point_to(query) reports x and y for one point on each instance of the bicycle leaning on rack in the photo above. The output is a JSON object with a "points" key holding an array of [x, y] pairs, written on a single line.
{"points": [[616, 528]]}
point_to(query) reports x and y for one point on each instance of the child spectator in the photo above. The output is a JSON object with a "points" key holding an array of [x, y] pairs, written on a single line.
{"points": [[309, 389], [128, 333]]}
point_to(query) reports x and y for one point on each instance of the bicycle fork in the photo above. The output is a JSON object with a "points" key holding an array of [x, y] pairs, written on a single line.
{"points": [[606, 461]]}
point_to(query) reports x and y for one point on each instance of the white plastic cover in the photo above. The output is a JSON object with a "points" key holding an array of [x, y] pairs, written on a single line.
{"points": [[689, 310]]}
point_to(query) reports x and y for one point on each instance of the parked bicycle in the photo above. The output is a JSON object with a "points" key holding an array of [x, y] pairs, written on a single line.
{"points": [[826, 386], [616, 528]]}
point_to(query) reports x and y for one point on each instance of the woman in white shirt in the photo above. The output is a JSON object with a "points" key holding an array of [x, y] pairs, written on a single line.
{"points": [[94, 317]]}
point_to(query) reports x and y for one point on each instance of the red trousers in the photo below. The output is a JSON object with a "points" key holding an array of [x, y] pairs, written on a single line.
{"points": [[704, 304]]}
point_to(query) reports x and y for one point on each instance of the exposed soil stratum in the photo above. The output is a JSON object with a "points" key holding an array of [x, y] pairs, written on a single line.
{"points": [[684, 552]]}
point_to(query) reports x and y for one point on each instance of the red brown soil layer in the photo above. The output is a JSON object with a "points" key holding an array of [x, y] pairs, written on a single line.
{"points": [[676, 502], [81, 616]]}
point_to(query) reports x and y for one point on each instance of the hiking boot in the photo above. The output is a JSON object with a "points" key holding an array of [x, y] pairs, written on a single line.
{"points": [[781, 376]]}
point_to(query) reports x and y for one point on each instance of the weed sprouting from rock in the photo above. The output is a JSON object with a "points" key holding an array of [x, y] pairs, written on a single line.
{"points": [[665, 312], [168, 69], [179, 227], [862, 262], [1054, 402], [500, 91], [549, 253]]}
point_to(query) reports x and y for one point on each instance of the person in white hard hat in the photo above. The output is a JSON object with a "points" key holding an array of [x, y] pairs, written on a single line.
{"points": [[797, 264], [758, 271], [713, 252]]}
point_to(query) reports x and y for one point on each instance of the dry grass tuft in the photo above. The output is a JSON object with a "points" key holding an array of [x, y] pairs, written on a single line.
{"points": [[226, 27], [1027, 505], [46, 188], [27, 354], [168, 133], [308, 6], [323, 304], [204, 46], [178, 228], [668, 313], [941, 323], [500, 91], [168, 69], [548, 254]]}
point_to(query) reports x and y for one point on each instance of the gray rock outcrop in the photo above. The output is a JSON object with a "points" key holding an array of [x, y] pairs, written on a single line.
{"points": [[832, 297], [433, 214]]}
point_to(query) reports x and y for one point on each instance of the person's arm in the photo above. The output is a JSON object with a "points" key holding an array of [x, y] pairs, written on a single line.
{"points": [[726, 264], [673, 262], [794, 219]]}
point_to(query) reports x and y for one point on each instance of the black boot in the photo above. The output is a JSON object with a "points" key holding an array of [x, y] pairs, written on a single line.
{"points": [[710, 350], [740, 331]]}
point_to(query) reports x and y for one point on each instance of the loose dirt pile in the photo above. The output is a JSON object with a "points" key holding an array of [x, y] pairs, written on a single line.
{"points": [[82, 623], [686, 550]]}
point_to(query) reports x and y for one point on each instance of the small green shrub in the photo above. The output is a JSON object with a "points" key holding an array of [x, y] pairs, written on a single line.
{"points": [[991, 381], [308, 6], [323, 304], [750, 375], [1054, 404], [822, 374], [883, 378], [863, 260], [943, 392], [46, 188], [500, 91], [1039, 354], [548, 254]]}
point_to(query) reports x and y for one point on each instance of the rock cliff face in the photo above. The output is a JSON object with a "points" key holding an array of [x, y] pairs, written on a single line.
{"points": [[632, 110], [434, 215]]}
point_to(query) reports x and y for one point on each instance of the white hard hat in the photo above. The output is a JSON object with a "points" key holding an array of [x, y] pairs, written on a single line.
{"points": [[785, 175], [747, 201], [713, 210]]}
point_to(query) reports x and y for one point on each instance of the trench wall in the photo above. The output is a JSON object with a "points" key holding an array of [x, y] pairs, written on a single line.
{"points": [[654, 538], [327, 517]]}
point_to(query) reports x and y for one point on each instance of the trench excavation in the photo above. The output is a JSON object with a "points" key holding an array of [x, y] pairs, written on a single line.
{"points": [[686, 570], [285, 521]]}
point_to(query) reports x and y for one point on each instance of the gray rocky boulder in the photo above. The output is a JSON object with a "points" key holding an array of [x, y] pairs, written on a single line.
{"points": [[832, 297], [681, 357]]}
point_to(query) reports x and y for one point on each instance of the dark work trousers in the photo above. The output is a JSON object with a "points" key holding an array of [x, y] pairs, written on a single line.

===

Do this. Turn everything from the line containing "the gray rocky" down to the end of the material into a Markdown table with two columns, Row and Material line. Give each line a row number and leave out any blank lines.

The completed task.
| Row | Material line |
|---|---|
| 1 | point_to(query) reports x and y for one point on each instance of the gray rocky boulder in the photo above. The output is a JSON object with a "points" key holding an array of [x, y] pairs, written on a single line. |
| 2 | {"points": [[832, 297], [681, 357]]} |
| 3 | point_to(query) reports x and y for one point on each instance of the dark work trousers in the photo above. The output is a JSON object with a "points" key holding an array of [x, y] pairs, written on a single line. |